#### DATA FOR THIS TASK ####

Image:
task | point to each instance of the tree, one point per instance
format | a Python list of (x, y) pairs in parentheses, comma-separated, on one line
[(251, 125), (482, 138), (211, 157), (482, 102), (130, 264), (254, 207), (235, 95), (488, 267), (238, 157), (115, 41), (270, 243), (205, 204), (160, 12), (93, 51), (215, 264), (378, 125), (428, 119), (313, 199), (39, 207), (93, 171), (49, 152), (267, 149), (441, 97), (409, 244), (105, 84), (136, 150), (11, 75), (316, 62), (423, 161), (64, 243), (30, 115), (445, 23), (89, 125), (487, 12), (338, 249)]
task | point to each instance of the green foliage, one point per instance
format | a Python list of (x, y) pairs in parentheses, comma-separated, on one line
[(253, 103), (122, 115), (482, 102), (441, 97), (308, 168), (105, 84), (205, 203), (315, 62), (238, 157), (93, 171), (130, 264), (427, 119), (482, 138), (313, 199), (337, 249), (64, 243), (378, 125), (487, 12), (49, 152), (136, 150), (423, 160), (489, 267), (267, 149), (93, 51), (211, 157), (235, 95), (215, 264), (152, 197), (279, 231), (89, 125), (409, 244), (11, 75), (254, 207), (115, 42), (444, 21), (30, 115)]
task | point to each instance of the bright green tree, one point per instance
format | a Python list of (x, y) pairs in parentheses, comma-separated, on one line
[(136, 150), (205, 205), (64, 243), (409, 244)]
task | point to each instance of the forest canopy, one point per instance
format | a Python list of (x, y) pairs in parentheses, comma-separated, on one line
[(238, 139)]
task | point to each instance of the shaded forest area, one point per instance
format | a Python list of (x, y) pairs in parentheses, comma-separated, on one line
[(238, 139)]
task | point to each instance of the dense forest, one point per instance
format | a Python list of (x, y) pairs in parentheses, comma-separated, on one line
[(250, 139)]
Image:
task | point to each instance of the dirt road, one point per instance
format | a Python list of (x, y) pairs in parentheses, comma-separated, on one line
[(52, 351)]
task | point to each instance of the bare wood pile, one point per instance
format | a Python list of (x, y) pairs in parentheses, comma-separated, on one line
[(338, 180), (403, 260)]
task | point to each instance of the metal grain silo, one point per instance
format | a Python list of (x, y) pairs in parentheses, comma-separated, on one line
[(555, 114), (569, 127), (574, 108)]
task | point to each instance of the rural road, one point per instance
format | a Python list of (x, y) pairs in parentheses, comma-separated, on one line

####

### WHAT IS BEING ASKED
Convert every line of the material above into a numbered list, leaving out any blank lines.

### SOLUTION
1. Image:
2. task | point to each instance of the tree, one point per instance
3. format | a Python list of (x, y) pairs in parentheses, comma-separated, on one line
4. [(251, 125), (482, 138), (211, 157), (482, 102), (130, 264), (254, 207), (235, 95), (488, 267), (238, 157), (115, 41), (270, 243), (205, 204), (160, 12), (93, 51), (215, 264), (378, 125), (428, 119), (313, 199), (39, 207), (93, 171), (49, 152), (267, 149), (441, 97), (409, 244), (105, 84), (136, 150), (11, 75), (316, 62), (423, 161), (64, 243), (30, 115), (445, 23), (89, 125), (487, 12), (338, 249)]
5. task | point to each instance of the green foliage, one point per instance
6. format | a Python list of (x, y) pairs in parentheses, comma-separated, on one line
7. [(253, 103), (122, 115), (482, 102), (441, 97), (308, 168), (105, 84), (205, 203), (315, 62), (238, 157), (93, 171), (130, 264), (427, 119), (482, 138), (313, 199), (337, 249), (64, 243), (378, 125), (487, 12), (49, 152), (136, 150), (423, 160), (489, 267), (267, 149), (93, 51), (211, 157), (235, 95), (215, 264), (152, 197), (279, 231), (89, 125), (409, 244), (11, 75), (254, 207), (115, 42), (444, 21), (30, 115)]
8. task | point to each instance of the bright green tree, one point per instance
9. format | a Python list of (x, y) pairs in parentheses, comma-separated, on one line
10. [(136, 150), (205, 205), (64, 243), (409, 244)]
11. task | point to each instance of the forest canopy, one point per instance
12. format | a Python list of (x, y) pairs in parentheses, comma-separated, on one line
13. [(238, 139)]
14. task | point to each instance of the shaded forest area, one point per instance
15. format | a Python list of (x, y) pairs in parentheses, comma-separated, on one line
16. [(238, 139)]
17. task | point to each instance of the dense forest, one point per instance
18. format | a Python list of (x, y) pairs in parentheses, comma-separated, on one line
19. [(250, 139)]
20. Image:
21. task | point to each instance of the dirt road, one point per instance
22. format | a Python list of (x, y) pairs in parentheses, comma-separated, on one line
23. [(52, 351)]
24. task | point to each instance of the bare wood pile, one point per instance
25. format | a Python list of (x, y) pairs in parentheses, comma-separated, on one line
26. [(338, 180), (403, 260)]
27. task | point to each instance of the metal grain silo, one point per instance
28. format | a Python list of (x, y) pairs in parentheses, comma-separated, on one line
29. [(555, 114), (569, 127), (574, 108)]
30. task | point to each instance of the rural road, one point per instance
31. format | a Python list of (x, y) pairs in parentheses, comma-separated, on one line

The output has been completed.